[Data records]

======

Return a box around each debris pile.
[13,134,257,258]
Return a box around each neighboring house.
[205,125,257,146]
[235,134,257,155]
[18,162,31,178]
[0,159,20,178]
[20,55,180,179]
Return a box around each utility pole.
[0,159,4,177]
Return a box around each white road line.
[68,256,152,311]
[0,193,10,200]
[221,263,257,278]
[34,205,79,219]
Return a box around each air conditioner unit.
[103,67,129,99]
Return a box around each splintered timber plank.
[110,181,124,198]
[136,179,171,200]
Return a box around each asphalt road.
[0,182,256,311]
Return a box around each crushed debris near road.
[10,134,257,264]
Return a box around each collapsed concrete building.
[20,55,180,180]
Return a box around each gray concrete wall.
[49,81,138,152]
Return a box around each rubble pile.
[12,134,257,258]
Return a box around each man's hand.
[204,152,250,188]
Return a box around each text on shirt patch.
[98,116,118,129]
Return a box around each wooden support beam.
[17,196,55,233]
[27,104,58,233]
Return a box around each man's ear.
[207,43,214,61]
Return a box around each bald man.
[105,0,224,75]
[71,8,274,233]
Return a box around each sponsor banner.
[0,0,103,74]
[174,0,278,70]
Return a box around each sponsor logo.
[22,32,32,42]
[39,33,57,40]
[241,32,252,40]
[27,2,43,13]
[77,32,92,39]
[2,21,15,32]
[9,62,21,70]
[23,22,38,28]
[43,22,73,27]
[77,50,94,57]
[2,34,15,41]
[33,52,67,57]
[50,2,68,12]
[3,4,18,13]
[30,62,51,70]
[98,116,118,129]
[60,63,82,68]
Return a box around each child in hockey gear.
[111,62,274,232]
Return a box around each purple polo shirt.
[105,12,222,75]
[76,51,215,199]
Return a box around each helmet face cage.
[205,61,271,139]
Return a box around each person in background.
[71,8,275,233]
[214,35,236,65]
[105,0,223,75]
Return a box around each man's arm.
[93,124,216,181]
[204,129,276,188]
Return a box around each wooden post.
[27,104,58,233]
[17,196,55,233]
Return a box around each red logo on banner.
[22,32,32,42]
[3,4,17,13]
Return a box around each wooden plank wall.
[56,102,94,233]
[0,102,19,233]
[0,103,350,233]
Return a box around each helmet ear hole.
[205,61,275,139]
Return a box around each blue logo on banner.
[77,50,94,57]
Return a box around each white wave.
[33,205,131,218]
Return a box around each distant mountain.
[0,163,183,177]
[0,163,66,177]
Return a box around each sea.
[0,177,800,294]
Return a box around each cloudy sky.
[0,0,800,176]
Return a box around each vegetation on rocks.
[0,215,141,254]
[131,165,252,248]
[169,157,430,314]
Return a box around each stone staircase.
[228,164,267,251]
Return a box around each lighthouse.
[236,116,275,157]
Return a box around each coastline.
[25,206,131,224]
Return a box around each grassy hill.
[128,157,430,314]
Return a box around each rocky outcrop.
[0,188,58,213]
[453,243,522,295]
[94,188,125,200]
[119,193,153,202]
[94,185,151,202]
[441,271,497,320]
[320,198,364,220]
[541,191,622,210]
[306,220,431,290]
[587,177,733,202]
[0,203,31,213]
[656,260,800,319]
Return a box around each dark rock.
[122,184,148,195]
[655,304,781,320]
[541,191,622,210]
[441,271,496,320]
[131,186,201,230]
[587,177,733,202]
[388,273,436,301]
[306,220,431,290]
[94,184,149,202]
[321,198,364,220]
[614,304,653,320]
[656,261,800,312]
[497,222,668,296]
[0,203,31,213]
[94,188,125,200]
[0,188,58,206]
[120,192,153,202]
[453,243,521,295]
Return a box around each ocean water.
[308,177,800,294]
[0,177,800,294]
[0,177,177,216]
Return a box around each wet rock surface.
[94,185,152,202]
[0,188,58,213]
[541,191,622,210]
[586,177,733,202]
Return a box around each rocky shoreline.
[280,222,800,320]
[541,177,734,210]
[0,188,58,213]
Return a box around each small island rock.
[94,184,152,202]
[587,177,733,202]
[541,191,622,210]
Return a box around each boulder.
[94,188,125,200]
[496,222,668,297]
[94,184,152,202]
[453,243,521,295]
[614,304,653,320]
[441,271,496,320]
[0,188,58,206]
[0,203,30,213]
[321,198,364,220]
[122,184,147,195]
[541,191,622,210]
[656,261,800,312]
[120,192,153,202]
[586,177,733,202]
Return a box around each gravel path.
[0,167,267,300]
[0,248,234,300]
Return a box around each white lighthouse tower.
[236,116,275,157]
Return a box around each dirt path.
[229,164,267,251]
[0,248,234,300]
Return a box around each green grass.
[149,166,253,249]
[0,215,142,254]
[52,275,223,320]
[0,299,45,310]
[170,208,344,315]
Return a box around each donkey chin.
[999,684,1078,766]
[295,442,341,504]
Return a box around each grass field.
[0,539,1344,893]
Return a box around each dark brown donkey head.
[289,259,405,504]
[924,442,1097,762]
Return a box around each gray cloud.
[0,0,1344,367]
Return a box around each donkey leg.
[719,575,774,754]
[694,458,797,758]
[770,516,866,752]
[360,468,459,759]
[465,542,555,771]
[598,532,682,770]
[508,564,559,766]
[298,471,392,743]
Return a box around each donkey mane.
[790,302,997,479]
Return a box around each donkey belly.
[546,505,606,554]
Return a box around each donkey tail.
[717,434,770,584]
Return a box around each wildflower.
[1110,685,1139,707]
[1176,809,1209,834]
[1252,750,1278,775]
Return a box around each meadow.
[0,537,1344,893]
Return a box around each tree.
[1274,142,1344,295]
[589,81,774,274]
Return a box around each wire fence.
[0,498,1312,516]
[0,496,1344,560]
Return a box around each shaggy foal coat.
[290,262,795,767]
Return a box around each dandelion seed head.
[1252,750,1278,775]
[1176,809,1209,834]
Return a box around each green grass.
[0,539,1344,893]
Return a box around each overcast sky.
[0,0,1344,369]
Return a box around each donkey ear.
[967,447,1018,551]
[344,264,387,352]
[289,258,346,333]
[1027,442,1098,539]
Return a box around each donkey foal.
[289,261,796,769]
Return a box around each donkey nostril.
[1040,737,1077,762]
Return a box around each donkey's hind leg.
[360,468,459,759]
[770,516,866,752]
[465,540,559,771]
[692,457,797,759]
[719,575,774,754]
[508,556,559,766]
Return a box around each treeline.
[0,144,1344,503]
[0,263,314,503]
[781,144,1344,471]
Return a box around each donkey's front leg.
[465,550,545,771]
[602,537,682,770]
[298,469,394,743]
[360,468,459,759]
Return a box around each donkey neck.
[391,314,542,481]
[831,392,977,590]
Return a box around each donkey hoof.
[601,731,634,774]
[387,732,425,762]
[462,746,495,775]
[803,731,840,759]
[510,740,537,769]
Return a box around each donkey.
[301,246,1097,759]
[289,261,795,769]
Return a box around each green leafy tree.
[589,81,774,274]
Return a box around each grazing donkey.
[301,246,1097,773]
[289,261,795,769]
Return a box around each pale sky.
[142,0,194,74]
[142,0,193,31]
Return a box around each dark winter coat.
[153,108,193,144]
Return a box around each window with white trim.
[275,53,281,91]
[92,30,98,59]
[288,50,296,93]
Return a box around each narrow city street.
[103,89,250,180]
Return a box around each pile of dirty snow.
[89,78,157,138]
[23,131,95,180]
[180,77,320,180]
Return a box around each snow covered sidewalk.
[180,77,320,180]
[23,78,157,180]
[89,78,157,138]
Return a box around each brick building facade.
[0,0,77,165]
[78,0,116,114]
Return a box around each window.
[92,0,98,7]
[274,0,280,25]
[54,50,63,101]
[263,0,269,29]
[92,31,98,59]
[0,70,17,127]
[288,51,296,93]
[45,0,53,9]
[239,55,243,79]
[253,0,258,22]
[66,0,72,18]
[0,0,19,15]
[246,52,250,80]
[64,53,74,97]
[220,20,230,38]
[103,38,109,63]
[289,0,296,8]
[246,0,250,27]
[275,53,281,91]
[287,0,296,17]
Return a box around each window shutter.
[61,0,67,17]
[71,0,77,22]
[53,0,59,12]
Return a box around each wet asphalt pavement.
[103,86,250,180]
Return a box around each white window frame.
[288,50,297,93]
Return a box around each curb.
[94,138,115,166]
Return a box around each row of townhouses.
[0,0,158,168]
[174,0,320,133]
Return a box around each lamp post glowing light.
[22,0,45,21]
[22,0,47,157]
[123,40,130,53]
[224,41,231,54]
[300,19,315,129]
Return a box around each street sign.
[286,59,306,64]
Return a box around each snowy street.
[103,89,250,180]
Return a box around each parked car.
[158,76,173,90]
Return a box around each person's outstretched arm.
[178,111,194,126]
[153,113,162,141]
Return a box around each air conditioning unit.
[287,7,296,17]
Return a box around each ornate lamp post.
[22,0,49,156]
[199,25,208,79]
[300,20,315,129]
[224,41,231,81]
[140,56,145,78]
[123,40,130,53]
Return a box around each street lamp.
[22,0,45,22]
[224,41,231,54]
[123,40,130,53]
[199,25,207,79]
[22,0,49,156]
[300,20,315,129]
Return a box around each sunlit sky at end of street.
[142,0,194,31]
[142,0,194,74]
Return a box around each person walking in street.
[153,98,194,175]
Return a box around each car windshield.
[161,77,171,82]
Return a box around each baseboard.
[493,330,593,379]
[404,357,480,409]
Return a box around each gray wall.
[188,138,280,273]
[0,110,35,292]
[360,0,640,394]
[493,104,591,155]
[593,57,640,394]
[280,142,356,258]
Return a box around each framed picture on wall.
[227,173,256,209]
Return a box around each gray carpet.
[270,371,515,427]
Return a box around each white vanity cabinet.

======

* **Objective**: Set down nothing but the lines from the one with "Return a box around each window shutter." through the end of the records, keeping each line exactly as written and including both ends.

* **Correct output**:
Return a box around each window shutter.
[61,0,67,17]
[71,0,77,22]
[53,0,59,12]
Return a box around each wet asphalt pavement.
[103,86,250,180]
Return a box around each white window frame.
[288,50,297,93]
Return a box around each curb.
[94,138,115,166]
Return a box around each row of townhouses.
[0,0,158,168]
[174,0,320,133]
Return a box around each lamp post glowing light.
[22,0,45,21]
[22,0,47,157]
[123,40,130,53]
[224,41,231,54]
[300,19,315,129]
Return a box around each street sign.
[286,59,306,64]
Return a box around each snowy street.
[103,89,250,180]
Return a box around each parked car.
[158,76,173,90]
Return a box around each person's outstretched arm.
[178,111,194,126]
[153,113,162,141]
Return a box around each air conditioning unit.
[287,7,296,17]
Return a box around each ornate lamp post.
[22,0,49,156]
[199,25,208,79]
[300,20,315,129]
[224,41,231,81]
[140,56,145,78]
[123,40,130,53]
Return a box around each street lamp.
[22,0,45,22]
[224,41,231,54]
[123,40,130,53]
[199,25,207,79]
[22,0,49,156]
[300,20,315,129]
Return a box around each sunlit sky at end of street.
[142,0,194,31]
[142,0,194,74]
Return a box around each person walking in street.
[153,98,194,175]
Return a box around each car windshield.
[161,77,171,82]
Return a box around each baseboard.
[493,330,593,379]
[404,357,480,409]
Return a box around each gray wall.
[188,138,280,273]
[0,110,35,292]
[360,0,640,394]
[493,104,591,155]
[593,57,640,394]
[280,142,356,258]
Return a box around each framed picture on wall.
[227,173,256,209]
Return a box around each gray carpet.
[270,371,515,427]
Return a box around each white vanity cabinet.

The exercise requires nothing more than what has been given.